** Text segment **
Chef’s Log 79: Finnished (Welcome to Syö-mi)

Salutations homo sapiens (although I hesitate to use that term given the original meaning of the word ‘sapien’). Loyal readers, as well as casual readers who happened to glance at the blog on that particular day, will recall that I made a rather significant (some might say game-changing) announcement approximately 1 year ago, human time. I am now pleased to confirm that this event has indeed come to pass. I have spent the last few months exploring, observing and meticulously documenting the culinary habits and culture of what is now my new home—Finland. Known to many as the land of ice and snow and reindeer meat, this relatively tiny country is rich in both conventional as well as unconventional food experiences.

I have been based in Helsinki, and while I have not had many chances to venture outside the city and study the rest of the country yet, I have made a few preliminary observations here.

  • First and foremost, I have concluded that Finnish people are obsessed with candy. Candy appears to be available in every supermarket and theatre and can even be found in such unexpected places as electronics stores. While I am a fan of sweet indulgences myself, I find this kind of fixation to be rather baffling.
  • Not as baffling, however as the Finnish compulsion for cold and/or iced water. All restaurants seem to have at some point agreed that iced water is the only acceptable form of water, even when one is attempting to escape that very thing when entering a restaurant in winter. Perhaps it has something to do with stabilizing body temperature: chill the insides while the outer layer (i.e. the skin) is chilled as well. This is something I must study further.

** What is needed **
Continue the blog post about food in Finland from the end of the point about iced water.

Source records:
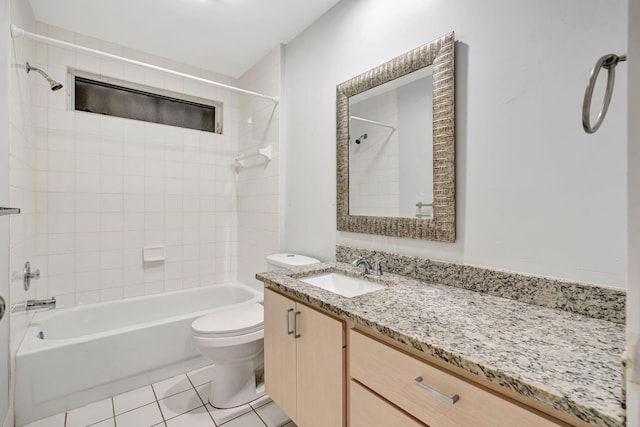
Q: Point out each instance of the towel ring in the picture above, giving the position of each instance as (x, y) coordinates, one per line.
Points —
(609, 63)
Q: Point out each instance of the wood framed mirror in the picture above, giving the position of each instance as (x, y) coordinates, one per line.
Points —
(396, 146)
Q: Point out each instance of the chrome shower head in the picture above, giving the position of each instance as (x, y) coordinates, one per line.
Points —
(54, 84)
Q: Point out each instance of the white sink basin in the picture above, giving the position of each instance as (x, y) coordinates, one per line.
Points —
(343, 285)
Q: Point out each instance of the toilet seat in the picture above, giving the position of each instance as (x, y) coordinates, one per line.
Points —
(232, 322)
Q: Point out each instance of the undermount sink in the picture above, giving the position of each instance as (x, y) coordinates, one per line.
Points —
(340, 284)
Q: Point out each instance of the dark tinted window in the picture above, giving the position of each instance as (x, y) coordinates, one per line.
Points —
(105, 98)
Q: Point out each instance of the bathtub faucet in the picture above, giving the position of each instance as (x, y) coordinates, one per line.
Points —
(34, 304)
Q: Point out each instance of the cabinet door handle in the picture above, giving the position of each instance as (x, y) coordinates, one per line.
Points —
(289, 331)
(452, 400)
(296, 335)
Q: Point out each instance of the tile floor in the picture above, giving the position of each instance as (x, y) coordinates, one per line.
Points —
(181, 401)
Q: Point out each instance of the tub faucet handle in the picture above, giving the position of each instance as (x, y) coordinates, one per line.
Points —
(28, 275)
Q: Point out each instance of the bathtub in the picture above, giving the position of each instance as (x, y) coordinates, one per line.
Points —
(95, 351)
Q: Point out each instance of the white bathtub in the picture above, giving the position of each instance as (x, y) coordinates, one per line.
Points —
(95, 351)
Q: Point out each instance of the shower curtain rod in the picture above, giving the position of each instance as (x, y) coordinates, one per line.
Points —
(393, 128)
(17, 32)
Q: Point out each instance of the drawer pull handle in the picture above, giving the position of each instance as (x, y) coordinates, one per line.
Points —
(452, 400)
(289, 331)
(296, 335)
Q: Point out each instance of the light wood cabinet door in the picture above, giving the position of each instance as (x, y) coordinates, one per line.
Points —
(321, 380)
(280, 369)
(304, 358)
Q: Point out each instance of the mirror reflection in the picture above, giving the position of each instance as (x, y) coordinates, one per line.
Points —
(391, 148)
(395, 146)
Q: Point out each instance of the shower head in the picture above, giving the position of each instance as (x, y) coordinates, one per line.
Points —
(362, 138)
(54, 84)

** Exercise response **
  • Salmiakki, a salted form of liquorice (Liquorice is another thing these particular humans seem to be obsessed with. I’m told they even learn how to make it in school) is an acquired taste. A strong tolerance, perhaps even mild enjoyment, develops after approximately 20 pieces of the candy (?) have been consumed over the course of a couple of months (this is usually preceded by a few rounds of spitting it out).
  • I never, in my wildest dreams, could have imagined this was possible, but I think that I have eaten enough salmon. If there is one thing that is available abundantly in Finland, it is salmon.
  • Finnish people appear to be very patient and are willing to wait in excruciatingly long lines for ice cream in Summer. Perhaps they enjoy ice cream as much as they do coffee.

Much is said about the oppressive conditions in this country, and I can see how sub-zero temperatures and weeks without sunlight would appear intimidating to a human. I, however, am not human—something I am wont to emphasize as often as I possibly can. And for someone who has holidayed on the lava planet of Siz-El (nothing like natural basalt seasoning), as well as the ice moon of Ferrost (the snow-cones were delicious), I can say that it is simply a matter of mind over weather.